_DIRECTIONS_
1) In the forum thread about the freezing computer, what does dai suggest borrowing to try in the machine?
2) Copy the part of the forum thread about the freezing computer between "Volume is in" and "far as I know.", inclusive.
3) Carry the forum thread about the freezing computer on from its last line.

Volume is in use by another process, I've instructed it to perform on restart. Update: After restart it still says the same.

Is my computer screwed now? I can't do anything but browse in safemode, no audio, games or anything else good.

Seems to be fixed now. But the freezing continues as far as I know.


----------



## dai (Jul 2, 2004)

*Re: Computer freezing randomly (brand new)*

see if you can borrow a quality 850w or better to try in it


----------



## johnx (Nov 28, 2011)

*Re: Computer freezing randomly (brand new)*

You think that would work? Why would you think that? The computer can run fine for days then it randomly freezes.


----------



## dai (Jul 2, 2004)

*Re: Computer freezing randomly (brand new)*

because freezing is usually down to power or heat from which you receive no bsod errors

which you are not


----------



## johnx (Nov 28, 2011)

*Re: Computer freezing randomly (brand new)*

Ok well thanks for all your help. One question though, the other problem still continues besides the freezing: no programs will start, and using the start orb makes my computer freeze if I try to search for programs. I have to restart my computer multiple times for everything to work. It started after I started my computer in safemode with networking once.

How do I stop thsi from happening.

Also I received a blue screen error after I got a webcam


----------



## dai (Jul 2, 2004)

*Re: Computer freezing randomly (brand new)*

Blue Screen of Death (BSOD) Posting Instructions - Windows 7 & Vista - Tech Support Forum


----------



## johnx (Nov 28, 2011)

_PROVIDED DATA_

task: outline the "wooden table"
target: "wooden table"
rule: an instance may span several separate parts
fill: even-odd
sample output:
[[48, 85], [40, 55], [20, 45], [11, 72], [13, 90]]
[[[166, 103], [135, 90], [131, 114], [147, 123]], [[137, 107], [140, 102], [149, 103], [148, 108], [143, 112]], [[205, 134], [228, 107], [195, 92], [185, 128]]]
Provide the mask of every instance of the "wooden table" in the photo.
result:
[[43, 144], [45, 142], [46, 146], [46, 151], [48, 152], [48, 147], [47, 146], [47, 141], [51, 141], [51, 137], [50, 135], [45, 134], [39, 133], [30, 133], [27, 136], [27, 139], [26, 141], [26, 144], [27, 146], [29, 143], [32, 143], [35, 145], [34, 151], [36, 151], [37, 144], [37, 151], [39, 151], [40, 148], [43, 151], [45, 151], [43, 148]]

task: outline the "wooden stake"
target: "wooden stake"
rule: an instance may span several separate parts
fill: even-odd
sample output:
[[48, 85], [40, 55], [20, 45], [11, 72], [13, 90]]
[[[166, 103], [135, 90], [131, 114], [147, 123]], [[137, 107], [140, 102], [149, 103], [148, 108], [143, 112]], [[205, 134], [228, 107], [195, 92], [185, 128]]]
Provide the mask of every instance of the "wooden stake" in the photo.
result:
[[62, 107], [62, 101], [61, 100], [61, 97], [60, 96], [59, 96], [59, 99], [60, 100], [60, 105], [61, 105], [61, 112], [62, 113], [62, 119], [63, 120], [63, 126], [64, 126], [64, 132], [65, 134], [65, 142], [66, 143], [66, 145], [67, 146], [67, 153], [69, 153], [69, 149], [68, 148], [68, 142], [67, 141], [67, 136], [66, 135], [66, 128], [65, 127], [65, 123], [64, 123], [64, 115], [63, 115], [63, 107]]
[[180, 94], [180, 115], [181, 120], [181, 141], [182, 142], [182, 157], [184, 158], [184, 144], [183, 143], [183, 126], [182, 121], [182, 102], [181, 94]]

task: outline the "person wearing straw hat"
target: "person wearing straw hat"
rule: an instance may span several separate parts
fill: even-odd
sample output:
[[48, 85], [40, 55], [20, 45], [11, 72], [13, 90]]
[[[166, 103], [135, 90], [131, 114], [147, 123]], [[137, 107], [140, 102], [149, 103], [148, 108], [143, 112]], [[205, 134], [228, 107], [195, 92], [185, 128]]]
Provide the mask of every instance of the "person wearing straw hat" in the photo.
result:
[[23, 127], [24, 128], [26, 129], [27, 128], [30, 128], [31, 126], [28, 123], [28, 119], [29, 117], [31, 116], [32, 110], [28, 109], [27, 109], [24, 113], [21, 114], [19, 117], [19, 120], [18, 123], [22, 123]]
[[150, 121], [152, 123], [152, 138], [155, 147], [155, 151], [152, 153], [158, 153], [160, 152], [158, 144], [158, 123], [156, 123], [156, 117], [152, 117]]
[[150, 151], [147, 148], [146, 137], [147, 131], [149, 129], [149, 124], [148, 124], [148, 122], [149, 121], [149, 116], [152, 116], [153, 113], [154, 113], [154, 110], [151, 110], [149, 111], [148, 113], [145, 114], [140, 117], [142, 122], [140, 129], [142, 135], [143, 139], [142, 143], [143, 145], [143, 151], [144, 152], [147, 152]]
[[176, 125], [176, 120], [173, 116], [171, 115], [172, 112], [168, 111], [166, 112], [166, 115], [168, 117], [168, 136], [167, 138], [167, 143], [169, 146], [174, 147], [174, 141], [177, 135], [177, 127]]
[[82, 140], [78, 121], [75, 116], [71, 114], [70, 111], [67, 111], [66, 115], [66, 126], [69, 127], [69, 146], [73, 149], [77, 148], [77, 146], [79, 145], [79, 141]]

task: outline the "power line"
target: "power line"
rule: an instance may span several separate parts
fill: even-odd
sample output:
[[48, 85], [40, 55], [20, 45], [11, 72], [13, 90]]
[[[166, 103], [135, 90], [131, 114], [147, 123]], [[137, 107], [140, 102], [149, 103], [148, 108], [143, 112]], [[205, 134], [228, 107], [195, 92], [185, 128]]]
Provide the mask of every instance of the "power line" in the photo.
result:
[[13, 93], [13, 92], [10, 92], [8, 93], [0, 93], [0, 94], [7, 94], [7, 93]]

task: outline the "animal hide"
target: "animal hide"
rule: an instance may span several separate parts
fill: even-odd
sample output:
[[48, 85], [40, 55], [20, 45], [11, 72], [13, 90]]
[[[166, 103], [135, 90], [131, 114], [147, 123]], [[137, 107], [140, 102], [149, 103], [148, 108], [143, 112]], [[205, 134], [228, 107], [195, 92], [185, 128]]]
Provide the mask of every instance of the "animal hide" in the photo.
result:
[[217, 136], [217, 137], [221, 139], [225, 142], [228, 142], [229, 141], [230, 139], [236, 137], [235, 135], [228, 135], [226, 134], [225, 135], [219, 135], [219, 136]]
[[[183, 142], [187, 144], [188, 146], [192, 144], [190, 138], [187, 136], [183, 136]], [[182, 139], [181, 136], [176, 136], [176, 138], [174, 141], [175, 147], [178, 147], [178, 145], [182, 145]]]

_NUMBERED RESPONSES_
1) A quality 850W or better power supply.

2)
Volume is in use by another process, I've instructed it to perform on restart. Update: After restart it still says the same.

Is my computer screwed now? I can't do anything but browse in safemode, no audio, games or anything else good.

Seems to be fixed now. But the freezing continues as far as I know.

3)
*Re: Computer freezing randomly (brand new)*

What baout thsi one: the other problem still continues besides the freezing: no programs will start, and using the start orb makes my computer freeze if I try to search for programs. I have to restart my computer multiple times for everything to work. It started after I started my computer in safemode with networking once.

Its unrelated to teh BSOD, the BSOD was due to a webcam i got.


----------



## spunk.funk (May 13, 2010)

*Re: Computer freezing randomly (brand new)*

Go to Start/Search and type *CMD* right click the CMD icon in the search results and *Run As Administrator*. In the Command Prompt type *SFC /scannow* and press enter. This will replace any missing files in your computer. 
Or Boot off of the Windows disc and choose *Repair Your Computer.* If that fails, go to the *RE *(Recovery Environment) go to *Command Prompt* and type in *SFC /scannow *and press enter.


----------



## dai (Jul 2, 2004)

*Re: Computer freezing randomly (brand new)*

still check for dumps


----------



## johnx (Nov 28, 2011)

*Re: Computer freezing randomly (brand new)*

I'm sorry to bump this thread once again, but are you 100% sure this is a power issue? Others that I have talked too said my PSU should be more than enough. I'm hesitant to buy another PSU worth a lot of money.


----------



## spunk.funk (May 13, 2010)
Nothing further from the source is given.